■ **Source text**
BEGIN

You asked me to write about our New Year or rather about the year that is coming to pass. You had also sent me pictures of Borna. In one, your newborn was in the hands of {Parvin Ardalan} and {Firuzeh Mohajer}. So, my New Year piece has to be in the shape of an epistolary, one addressed to you. We have often met at gatherings organized by those dear friends. Let their gentle hands bless the land for years to come!

It wasn’t such a good year, really. They didn’t let us advance our causes.

As I am writing this letter to you, Al Jazeera and BBC are reporting that an arrest warrant has been issued to {Omar al-Bashir}. My eyes became teary. Is it happiness or envy? It is the first time the International Criminal Court has sentenced an extant head of state. I remembered a friend from Oceania who is waiting for the trial of their Fuhrer. Poor thing has a friend whose father the then government of Oceania kidnapped, using another's car, and then strangled -- this was in 1984. He was confiding to me that for the past 10 years he has been seeing the owner of the owner of the car, whom he knew, in his dreams. He wrote a couple of days ago, saying that he had seen the owner in person. In these years he had promised himself that he would strangle his on sight. Well, he hadn’t been able to. He hadn’t the testosterone to do it. He didn’t know what had happened, he said, for he wasn’t feeling well in those days. It is possible that he had trusted someone and saw that trust vanish. He said that he had not only not been able to strangle him, but that he had actually passed out. He had instinctively turned his face away not to see him. Nor did he eventually find out why the car owner had narrowed his eyelids, slowly raising his hand to point my friend out, to show him to himself. He, my friend, had turned around to leave, but where to, he didn't know. His legs had given way and others had carried him to a chair. He said that they had asked him what had happened, but he had become just like the mute boy in that story. He had been unable to talk, poor thing, and had thought that he would never be able to talk again. Then, when someone had hugged him tight, and he had broken into sobs, as if to shed those memories violently, he had been able to say a few things.

I don't know why under such circumstances one either falls dead silent or cannot stop talking. The year that is coming to pass, dear Sohrab, was filled with hours in whose folds I can recall countless silent minutes. It is as such that I think there is an affinity between Ireneo Funes, the prodigy in Borges' short story, and myself. Of course, several months ago, I was spending a couple of days next to a fireplace in a house by the ocean and tried to remember every instant of the fire the night before. It hadn't happened, I couldn't. Still, I remembered those hours of silence well. Sometimes I even felt as if I could split the silent seconds in half and split those yet again. Each split prolonged the seconds further, it stretched them. Ms. Dalloway held parties to cover the silence (by the way, of the good things that happened last year one was this dear friend's -- for she is not only my mother -- finishing her translation of this novel). And, I am busy with showing my works in exhibitions and I am constantly creating works to escape being chocked by silence and ennui. Someone played Russian roulette to stave off boredom. I constantly make noises, fulminate my guts out to swallow my boredom, a noise that repeats:

"In the room the women come and go,
Talking of Michelangelo."

END

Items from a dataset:
BEGIN

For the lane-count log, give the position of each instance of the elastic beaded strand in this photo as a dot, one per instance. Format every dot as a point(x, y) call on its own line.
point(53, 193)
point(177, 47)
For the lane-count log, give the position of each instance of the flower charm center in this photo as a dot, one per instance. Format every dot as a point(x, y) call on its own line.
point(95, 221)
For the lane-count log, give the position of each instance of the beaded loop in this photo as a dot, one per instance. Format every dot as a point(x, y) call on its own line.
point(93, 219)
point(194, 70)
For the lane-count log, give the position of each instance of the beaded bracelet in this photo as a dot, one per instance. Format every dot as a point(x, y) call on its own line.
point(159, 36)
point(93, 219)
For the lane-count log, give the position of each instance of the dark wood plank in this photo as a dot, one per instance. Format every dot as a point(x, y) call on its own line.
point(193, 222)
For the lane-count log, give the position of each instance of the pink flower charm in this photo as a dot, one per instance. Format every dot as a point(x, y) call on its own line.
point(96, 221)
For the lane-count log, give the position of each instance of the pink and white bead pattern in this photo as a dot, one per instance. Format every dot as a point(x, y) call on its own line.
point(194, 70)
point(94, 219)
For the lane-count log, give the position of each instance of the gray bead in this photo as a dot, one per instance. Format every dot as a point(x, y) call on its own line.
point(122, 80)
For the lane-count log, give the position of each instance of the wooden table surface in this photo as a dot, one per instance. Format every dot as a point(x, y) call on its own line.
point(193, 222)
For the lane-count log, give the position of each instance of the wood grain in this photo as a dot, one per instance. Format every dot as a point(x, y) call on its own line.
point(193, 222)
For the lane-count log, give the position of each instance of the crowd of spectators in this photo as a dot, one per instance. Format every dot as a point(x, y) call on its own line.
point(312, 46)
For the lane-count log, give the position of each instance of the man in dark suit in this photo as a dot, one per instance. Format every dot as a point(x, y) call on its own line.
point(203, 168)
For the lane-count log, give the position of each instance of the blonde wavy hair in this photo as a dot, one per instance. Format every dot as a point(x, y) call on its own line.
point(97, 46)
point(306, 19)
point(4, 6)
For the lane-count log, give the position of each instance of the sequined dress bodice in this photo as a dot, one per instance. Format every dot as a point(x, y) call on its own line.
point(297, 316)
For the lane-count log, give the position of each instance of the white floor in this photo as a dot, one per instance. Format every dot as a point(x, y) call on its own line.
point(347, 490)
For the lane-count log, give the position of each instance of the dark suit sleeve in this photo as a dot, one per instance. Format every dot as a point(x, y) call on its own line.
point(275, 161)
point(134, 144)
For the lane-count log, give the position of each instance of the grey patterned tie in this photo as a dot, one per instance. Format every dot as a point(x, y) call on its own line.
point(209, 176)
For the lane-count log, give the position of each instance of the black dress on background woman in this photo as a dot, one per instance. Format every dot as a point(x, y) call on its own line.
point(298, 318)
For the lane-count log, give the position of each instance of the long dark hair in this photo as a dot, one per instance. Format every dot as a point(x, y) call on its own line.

END

■ **Problem description**
Condense the New Year letter above into three sentences.

■ **Solved problem**
Writing a New Year letter addressed to Sohrab, the writer calls the passing year not a good one, in which they were not allowed to advance their causes. The writer recalls news of an arrest warrant for Omar al-Bashir and a friend's account of passing out and being unable to talk on seeing the owner of a car used in a 1984 kidnapping and strangling. Reflecting on a year filled with silent minutes, the writer feels an affinity with Ireneo Funes from Borges' story and keeps creating and exhibiting works to escape being choked by silence and ennui.